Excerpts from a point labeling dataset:
┌──
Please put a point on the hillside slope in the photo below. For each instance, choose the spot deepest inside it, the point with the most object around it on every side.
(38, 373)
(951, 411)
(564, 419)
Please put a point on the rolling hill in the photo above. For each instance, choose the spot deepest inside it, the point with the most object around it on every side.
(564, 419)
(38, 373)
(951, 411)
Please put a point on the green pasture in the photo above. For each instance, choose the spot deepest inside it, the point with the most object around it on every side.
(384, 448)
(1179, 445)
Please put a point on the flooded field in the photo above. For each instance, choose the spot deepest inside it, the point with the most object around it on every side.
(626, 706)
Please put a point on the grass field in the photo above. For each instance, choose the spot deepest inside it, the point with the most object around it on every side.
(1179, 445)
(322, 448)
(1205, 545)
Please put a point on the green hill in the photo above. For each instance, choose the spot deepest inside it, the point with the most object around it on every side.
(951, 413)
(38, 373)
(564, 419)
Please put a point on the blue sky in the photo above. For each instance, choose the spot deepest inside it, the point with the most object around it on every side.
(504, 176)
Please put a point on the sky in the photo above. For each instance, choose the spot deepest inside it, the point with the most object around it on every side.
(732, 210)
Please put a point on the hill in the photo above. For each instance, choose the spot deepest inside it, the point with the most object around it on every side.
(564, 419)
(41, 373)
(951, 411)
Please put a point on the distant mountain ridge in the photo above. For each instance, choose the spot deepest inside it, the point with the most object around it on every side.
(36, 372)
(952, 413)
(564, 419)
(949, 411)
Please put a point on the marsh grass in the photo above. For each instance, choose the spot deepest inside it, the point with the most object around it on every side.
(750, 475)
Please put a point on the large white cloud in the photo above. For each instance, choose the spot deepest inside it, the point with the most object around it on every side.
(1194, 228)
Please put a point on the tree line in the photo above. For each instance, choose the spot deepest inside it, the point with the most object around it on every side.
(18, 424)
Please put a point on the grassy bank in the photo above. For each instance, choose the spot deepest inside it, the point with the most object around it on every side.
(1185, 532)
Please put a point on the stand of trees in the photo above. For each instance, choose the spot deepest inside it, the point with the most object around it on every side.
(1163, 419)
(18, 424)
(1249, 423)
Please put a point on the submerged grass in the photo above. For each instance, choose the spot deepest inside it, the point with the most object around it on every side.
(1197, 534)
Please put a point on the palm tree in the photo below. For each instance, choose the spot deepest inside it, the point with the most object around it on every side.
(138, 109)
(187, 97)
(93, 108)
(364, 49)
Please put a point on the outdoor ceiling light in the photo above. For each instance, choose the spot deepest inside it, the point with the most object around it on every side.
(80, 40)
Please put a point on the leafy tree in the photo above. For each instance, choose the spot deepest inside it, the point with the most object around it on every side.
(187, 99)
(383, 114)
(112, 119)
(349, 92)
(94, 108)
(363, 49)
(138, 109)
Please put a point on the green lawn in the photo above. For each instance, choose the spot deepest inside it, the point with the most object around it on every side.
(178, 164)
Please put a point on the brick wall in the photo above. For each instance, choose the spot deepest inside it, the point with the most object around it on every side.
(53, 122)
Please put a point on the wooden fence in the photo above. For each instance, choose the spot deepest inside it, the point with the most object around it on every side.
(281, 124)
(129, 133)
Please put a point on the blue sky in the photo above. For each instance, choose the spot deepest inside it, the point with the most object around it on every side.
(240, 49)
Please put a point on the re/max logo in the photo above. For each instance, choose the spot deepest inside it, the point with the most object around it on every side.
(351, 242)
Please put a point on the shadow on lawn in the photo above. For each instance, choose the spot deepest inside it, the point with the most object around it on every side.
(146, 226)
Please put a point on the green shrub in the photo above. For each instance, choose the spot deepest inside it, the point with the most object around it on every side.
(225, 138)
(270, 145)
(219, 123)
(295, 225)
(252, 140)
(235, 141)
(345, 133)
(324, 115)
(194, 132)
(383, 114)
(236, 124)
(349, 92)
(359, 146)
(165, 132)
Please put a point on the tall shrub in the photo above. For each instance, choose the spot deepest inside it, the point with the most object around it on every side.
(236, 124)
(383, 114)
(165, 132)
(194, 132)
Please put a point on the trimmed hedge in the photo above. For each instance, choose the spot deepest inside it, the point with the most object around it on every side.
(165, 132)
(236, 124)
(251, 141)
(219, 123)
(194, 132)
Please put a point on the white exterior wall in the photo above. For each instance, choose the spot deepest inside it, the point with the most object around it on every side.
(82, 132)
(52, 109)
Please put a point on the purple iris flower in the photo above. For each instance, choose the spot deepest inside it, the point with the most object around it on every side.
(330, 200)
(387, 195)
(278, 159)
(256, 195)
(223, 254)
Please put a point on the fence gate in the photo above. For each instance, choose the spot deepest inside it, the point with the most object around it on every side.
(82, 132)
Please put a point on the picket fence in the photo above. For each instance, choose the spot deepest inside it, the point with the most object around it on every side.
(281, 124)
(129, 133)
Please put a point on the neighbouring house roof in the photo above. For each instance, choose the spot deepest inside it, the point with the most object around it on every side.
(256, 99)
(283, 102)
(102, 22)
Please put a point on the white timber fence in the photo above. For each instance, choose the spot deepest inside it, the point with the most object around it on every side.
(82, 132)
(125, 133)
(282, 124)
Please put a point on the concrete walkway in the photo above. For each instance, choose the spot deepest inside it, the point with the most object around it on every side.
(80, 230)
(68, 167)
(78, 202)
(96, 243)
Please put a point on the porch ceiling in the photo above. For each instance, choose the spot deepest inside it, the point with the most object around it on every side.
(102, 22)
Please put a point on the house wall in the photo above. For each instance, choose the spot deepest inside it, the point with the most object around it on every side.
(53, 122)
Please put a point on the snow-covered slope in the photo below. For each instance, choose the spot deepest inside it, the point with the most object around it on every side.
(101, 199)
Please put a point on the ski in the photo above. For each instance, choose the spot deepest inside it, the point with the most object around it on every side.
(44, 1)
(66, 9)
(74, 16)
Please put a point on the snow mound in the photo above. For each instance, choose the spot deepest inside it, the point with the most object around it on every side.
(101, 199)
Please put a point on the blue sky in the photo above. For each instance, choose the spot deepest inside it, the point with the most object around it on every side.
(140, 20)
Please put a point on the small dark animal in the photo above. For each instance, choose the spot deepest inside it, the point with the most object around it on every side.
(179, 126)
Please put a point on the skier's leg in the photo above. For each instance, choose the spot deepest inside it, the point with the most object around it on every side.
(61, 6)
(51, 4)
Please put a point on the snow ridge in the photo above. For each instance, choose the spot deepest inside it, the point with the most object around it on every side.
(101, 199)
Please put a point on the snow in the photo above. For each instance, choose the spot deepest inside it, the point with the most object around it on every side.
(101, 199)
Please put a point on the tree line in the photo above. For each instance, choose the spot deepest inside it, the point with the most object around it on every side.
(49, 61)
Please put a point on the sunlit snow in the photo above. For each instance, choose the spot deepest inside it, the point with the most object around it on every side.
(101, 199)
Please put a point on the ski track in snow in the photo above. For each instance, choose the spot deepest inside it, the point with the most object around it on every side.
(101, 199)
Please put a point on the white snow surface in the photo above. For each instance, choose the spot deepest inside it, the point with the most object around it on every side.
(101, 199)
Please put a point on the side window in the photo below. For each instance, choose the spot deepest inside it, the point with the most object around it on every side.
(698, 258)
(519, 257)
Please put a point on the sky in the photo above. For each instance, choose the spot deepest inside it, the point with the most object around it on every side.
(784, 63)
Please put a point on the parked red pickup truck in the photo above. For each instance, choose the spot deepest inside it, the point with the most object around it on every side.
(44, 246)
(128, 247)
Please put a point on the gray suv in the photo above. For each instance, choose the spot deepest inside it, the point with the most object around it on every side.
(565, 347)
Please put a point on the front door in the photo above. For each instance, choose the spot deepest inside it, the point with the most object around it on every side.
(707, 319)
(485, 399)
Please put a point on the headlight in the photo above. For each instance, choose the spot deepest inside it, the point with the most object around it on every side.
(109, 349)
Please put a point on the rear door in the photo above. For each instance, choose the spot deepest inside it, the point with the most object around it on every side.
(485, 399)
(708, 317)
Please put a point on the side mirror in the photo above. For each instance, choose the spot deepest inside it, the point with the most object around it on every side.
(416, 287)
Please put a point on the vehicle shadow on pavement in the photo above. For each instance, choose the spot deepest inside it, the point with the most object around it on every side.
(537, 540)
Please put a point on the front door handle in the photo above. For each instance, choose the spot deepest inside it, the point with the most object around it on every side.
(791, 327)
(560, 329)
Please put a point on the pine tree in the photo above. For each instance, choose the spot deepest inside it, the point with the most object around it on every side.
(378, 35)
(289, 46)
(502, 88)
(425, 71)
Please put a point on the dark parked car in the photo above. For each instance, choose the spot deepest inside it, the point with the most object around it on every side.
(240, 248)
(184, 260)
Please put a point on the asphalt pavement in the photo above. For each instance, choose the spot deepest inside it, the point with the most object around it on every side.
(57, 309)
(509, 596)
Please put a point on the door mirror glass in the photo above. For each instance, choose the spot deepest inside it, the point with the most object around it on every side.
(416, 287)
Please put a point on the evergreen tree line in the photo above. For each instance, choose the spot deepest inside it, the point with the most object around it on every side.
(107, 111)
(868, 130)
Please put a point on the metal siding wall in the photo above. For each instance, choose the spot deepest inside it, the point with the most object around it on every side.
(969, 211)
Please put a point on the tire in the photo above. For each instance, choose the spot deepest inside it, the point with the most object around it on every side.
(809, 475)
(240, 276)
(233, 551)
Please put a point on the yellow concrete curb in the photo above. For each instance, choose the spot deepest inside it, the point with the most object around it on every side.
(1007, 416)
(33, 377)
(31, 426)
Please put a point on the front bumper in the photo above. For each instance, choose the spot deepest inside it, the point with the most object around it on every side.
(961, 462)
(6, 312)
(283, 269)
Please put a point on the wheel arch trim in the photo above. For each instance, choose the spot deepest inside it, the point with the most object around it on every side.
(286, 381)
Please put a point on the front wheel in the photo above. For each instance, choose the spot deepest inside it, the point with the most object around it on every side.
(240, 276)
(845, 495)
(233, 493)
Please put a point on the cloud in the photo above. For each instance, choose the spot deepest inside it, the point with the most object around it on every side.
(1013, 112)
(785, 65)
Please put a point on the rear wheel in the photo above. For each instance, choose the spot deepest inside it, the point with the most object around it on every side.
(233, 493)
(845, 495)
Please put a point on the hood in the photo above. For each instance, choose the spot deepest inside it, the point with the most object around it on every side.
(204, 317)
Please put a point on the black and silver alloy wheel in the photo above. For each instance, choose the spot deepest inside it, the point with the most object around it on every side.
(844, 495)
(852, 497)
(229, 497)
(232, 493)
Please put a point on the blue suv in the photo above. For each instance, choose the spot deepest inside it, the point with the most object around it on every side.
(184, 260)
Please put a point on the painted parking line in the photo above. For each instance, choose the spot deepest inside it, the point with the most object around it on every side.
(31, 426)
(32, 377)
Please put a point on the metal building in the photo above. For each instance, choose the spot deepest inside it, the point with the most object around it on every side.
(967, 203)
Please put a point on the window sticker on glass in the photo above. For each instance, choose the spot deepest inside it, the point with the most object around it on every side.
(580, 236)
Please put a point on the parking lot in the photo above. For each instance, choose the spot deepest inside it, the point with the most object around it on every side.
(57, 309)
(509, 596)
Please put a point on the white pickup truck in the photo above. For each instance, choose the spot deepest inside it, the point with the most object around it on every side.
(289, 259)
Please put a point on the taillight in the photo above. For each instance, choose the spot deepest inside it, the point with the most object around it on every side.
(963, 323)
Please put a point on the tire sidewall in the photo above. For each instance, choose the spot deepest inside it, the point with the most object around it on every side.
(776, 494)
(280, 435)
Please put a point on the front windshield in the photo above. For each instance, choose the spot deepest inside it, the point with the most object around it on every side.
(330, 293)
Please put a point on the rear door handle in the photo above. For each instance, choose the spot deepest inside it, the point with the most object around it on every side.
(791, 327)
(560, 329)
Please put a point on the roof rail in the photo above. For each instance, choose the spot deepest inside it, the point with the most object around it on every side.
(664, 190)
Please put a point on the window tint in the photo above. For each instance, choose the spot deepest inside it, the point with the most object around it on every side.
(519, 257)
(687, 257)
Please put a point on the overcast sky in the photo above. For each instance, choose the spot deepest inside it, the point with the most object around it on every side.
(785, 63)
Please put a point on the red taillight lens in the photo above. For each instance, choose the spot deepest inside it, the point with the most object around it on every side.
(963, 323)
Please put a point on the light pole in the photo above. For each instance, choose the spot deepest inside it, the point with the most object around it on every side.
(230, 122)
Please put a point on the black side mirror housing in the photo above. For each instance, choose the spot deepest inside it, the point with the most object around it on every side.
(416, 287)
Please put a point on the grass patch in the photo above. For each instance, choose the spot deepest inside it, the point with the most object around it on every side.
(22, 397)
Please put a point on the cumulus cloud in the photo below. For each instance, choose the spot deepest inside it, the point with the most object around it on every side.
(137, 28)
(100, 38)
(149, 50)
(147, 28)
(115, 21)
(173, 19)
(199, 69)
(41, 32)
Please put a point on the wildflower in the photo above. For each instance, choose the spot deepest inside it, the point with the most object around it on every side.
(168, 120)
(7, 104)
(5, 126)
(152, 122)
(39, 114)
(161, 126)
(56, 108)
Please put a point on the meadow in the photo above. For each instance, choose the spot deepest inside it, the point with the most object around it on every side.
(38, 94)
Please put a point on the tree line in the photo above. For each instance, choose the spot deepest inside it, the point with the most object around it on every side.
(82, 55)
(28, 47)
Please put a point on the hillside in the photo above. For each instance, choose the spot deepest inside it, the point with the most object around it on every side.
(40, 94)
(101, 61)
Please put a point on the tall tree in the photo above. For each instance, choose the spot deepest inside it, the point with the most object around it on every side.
└──
§ EXERCISE GOAL
Please reproduce word for word the lines between the one holding "Please put a point on the marsh" and the one holding "(1185, 532)", inclusive.

§ THE RESULT
Please put a point on the marsh grass in the photo above. For each instance, choose the spot deepest inside it, the point with the most object around it on every side.
(750, 475)
Please put a point on the large white cloud in the photo above. For each instance, choose the spot deepest inside it, the point with the most object around it on every side.
(1194, 228)
Please put a point on the tree line in the photo above. For each instance, choose the spot deepest inside it, the point with the most object around it on every side.
(18, 424)
Please put a point on the grassy bank in the photo above. For each instance, choose the spot deepest inside it, the point with the most object around it on every side.
(1185, 532)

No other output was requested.